What the task requires:
The entries below must be restated word for word.

Data records:

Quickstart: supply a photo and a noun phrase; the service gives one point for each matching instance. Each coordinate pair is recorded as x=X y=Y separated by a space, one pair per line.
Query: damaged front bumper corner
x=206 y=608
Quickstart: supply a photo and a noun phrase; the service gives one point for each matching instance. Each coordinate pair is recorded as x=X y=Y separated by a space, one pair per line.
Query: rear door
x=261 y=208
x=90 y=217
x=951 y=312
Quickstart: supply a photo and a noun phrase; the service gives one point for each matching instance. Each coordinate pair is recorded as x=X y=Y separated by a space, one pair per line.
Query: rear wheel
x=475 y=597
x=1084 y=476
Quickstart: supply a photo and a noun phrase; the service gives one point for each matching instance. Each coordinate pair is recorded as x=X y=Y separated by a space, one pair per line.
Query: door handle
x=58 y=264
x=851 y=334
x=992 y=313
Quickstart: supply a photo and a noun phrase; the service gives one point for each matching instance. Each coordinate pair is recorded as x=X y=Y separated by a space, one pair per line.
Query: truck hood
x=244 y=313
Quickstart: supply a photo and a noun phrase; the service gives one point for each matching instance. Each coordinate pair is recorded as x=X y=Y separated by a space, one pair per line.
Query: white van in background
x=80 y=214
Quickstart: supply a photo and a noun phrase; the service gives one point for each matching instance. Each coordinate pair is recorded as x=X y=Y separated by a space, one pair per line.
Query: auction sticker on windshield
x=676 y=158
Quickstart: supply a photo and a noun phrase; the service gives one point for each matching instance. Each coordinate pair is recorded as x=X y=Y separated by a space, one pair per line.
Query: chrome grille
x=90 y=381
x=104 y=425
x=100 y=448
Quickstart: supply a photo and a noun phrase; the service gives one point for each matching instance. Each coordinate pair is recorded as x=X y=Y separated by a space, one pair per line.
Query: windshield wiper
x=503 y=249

Response area:
Quickstart: supply a photo and a noun phrase; the service gives one point for each matching instance. Each coordinate pair is recorded as x=X y=Y separated by a space, one pair per line.
Query: damaged front bumper corner
x=206 y=608
Quickstart: supply a photo and a noun phrase; the service gives one point for each matching instance. Each coordinate pair is recorded as x=X y=Y separated by a space, one pair per line.
Query: rear door
x=261 y=208
x=90 y=217
x=951 y=312
Quickstart: supply a photo and a noun phrase; the service gives one point for each matching instance. Each coordinate pair is recorded as x=X y=Y separated by a space, one pair per line.
Query: rear wheel
x=475 y=597
x=1084 y=476
Quickstart: supply a photo and a noun phrase; the service gives one point for each matching instance. Each coordinate pair is recorded as x=X y=Y separated by a space, one pair per line.
Query: door handle
x=58 y=264
x=851 y=334
x=992 y=313
Quickstart: supply a photo and a noun phrase; the service gives one point for each matching instance. Each coordinate pair is recorded as x=X y=Y separated by a space, one pair per line.
Query: truck hood
x=244 y=313
Quickstart: supply a photo and a noun phrase; the service gives one point for each matching instance. Each coordinate pair is recorded as x=X y=Y separated by a space, one pair per line.
Query: white van in background
x=80 y=214
Quickstart: supply a photo and a noun phrase; the service gives one point for each matching instance. Each coordinate pair is recorded as x=X y=Y separated by a space, one pair per line.
Query: auction sticker on windshield
x=676 y=158
Quickstart: supply a photo and a noun phrase; the service gives one point for each matching instance. Each coordinate pair is recorded as x=X y=Y separated by a space, one pair per line.
Query: chrome grille
x=90 y=381
x=104 y=425
x=100 y=448
Quickstart: supply a photo and a noun phrase; the service gives one point for each matching instance. Each coordinate pair is recorded as x=X y=Y separated by a space, one pair per line.
Query: windshield wiper
x=503 y=249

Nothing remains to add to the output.